All lines ahead of the one containing "Practice step: locate the lower" are to be left out; that line and each one after it, through the end of the records below, are to be duplicated exactly.

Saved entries
::::

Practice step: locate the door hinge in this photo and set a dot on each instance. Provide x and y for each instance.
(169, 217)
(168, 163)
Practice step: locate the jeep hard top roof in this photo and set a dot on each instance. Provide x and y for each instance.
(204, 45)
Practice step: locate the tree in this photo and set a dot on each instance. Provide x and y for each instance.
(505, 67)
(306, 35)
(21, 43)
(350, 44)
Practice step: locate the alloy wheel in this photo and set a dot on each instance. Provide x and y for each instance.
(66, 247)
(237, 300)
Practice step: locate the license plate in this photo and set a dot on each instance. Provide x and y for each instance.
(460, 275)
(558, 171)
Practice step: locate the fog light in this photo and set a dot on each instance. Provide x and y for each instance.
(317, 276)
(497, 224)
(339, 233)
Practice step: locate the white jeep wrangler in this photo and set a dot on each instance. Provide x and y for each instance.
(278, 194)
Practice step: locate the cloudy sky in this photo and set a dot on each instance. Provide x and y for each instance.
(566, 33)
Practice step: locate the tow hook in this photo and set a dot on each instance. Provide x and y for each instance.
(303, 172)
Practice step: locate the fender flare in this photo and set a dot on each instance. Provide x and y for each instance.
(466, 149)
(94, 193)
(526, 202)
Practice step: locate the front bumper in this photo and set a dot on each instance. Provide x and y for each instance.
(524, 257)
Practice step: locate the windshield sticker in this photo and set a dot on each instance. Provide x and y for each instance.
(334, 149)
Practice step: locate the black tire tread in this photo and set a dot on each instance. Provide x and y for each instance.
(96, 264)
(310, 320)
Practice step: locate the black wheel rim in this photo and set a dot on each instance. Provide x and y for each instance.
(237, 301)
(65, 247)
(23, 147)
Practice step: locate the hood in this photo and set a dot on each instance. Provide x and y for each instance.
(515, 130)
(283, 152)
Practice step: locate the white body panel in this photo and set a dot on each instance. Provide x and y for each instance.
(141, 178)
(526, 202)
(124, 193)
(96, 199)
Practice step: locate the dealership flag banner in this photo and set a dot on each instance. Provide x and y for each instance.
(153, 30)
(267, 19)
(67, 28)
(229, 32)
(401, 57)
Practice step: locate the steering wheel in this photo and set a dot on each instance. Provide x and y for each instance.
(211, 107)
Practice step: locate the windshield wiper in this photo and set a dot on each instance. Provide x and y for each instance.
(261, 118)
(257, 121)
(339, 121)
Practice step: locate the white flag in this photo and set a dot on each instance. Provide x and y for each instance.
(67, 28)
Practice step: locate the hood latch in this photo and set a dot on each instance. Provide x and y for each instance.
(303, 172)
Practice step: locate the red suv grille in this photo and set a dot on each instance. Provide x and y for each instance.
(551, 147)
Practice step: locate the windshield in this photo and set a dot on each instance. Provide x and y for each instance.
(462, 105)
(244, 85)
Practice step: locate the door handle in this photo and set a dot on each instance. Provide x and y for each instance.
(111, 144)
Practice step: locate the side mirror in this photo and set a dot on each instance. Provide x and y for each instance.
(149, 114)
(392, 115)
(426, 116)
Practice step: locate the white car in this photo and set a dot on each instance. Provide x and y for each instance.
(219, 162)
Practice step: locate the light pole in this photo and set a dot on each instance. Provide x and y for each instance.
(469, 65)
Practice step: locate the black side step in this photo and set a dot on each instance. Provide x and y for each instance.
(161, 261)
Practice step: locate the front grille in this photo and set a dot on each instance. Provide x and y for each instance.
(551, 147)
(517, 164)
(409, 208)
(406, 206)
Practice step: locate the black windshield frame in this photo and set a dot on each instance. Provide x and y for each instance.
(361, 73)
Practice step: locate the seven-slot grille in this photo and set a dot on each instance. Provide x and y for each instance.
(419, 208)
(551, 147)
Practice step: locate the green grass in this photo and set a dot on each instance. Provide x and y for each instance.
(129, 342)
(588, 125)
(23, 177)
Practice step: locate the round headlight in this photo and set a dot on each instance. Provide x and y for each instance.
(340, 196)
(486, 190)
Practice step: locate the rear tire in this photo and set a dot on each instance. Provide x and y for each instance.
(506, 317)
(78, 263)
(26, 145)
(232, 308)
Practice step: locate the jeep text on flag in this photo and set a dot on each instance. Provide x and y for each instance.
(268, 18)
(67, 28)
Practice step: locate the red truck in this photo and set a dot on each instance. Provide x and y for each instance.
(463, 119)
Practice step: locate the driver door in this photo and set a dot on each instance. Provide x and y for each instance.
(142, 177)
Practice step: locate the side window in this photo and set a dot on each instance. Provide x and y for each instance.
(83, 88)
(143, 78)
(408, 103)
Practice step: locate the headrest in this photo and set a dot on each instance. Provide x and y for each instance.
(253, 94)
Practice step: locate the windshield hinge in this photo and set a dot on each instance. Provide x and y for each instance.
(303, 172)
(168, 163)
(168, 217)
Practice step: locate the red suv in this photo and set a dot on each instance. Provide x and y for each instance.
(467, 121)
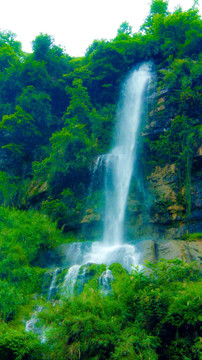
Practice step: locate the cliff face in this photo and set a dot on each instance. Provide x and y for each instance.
(169, 203)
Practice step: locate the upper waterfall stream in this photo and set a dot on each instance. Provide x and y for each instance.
(120, 161)
(119, 165)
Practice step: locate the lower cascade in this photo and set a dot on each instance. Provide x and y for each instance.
(77, 268)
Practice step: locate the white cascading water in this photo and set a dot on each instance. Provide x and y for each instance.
(119, 164)
(120, 161)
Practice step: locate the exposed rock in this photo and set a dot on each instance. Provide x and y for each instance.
(154, 250)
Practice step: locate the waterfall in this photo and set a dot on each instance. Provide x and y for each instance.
(120, 161)
(118, 165)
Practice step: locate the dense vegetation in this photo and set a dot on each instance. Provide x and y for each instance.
(57, 114)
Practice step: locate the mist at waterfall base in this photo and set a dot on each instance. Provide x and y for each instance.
(118, 165)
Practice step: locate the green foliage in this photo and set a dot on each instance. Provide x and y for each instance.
(23, 239)
(15, 345)
(146, 316)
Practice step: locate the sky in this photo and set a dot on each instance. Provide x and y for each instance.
(74, 24)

::::

### [Final answer]
Practice step: locate the lower cascade in this photo and set a dot on each instance. Provide x and y for each instance.
(77, 268)
Practice step: locate the white cascading water in this photo and set a dot on each instance. Provide x and y for each instance.
(119, 164)
(120, 161)
Practice step: locate the exposed rock in this photo and set a dot on each instance. Provide x and y for each instance.
(154, 250)
Practice step: locate the waterfall in this photo and set a dot on each instance. Provide x and y for each instance.
(120, 161)
(118, 165)
Practice step: locate the dense vegetation in this photo and set a dot on each instance. Provide x and y for each instance.
(57, 114)
Practice step: locate the mist at waterfall base in this photo and set a dot on each instance. Provide x and y for each instance.
(118, 165)
Practice step: locate the green foliage in this photo and set a dot on each instance. Provide x and y for each instance.
(23, 239)
(15, 345)
(146, 316)
Practice step: locate the sky in this photo and set a dot on each instance. Provide x and y for each instance.
(74, 24)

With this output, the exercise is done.